Reproduce the following lines verbatim.

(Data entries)
=====

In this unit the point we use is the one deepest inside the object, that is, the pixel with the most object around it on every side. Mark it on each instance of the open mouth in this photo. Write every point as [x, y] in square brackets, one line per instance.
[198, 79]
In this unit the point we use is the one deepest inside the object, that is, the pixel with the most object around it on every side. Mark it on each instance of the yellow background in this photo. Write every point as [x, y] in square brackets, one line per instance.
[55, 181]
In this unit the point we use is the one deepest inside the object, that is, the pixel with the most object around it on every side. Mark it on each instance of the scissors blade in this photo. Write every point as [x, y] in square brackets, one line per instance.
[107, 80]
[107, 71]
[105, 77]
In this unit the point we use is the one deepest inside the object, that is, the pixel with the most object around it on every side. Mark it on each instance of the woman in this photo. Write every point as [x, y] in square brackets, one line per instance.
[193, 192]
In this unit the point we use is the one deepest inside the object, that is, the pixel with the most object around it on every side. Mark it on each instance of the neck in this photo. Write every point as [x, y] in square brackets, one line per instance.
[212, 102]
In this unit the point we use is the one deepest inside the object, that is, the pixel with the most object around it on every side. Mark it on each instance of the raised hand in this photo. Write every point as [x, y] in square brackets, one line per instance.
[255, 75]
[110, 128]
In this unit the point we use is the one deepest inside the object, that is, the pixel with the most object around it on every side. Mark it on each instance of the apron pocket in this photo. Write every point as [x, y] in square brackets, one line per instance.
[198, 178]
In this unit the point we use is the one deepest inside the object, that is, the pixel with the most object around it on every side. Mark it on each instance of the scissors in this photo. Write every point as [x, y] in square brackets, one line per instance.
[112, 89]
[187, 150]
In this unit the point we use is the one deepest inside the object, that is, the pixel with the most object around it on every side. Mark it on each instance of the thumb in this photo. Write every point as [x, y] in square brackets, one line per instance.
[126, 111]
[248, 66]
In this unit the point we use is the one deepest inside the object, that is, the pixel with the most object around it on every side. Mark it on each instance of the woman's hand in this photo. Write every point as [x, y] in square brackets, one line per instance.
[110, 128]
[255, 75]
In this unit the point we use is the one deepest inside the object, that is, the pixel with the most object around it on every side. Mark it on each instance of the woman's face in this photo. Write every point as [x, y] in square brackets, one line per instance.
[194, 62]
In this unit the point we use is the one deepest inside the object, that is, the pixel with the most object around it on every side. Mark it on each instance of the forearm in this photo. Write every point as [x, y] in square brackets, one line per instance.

=====

▶ [Problem solution]:
In this unit the point we use is the one deepest inside the object, that is, the pixel with the most object around it on every side. Mark it on each instance of the open mouth in this photo. Write every point as [x, y] in square brackets, one line per instance.
[198, 79]
In this unit the point we use is the one deepest inside the object, that is, the pixel with the most object around it on every side. Mark it on each instance of the yellow background in this photo. Write every point as [x, y] in square brackets, one line per instance.
[55, 181]
In this unit the point we use is the one deepest inside the object, that is, the pixel with the most object around it on every side. Mark it on each instance of the scissors blade in this photo. Write every point as [x, y] in square brackets, one line per instance.
[107, 80]
[107, 71]
[105, 77]
In this unit the point we use is the one deepest inside the object, that is, the pixel with the most object around it on every side. Mark it on each instance of the woman in this photo. Write every point as [x, y] in square brackets, one line per instance.
[193, 192]
In this unit the point we use is the one deepest inside the object, that is, the pixel with the most object around it on every side. Mark it on each instance of the neck in this photo. Write every point as [x, y] in square brackets, one line per instance.
[212, 102]
In this unit the point we use is the one deepest inside the object, that is, the pixel with the most object around it on every side. Mark it on each instance of the raised hand in this photo. Write every point as [x, y] in square brackets, one line per instance.
[255, 75]
[110, 128]
In this unit the point we use is the one deepest inside the object, that is, the pixel with the most object around it on every side. Mark it on each instance of the apron pocket in this photo. Write every point as [x, y] in square brackets, one line per instance.
[198, 178]
In this unit the point we use is the one deepest inside the object, that is, the pixel with the most object around it on every side. Mark it on each instance of the scissors in this photo. Write every point as [x, y] in square brackets, one line per instance.
[112, 89]
[187, 150]
In this unit the point we use is the one deepest inside the object, that is, the pixel with the most object around it on every side. Mark it on each instance of the thumb in this photo. Write every point as [x, y] in square brackets, one line per instance.
[126, 111]
[248, 66]
In this unit the point we use is the one deepest inside the object, that is, the pixel with the most object around it on every side. Mark it on each instance of the woman's hand in this photo. Write every point as [x, y] in square brackets, one line per instance.
[110, 128]
[255, 75]
In this unit the point we use is the one deepest inside the object, that is, the pixel with the most object around it on every side. Mark it on each instance of the woman's face in this photo. Write every point as [x, y] in square brackets, one line per instance.
[194, 62]
In this unit the point we use is the one deepest inside the object, that is, the pixel with the most object around it on every side. Mark it on each instance of the forearm in this photo. Write every point as [x, y] in square brackets, one line per instance.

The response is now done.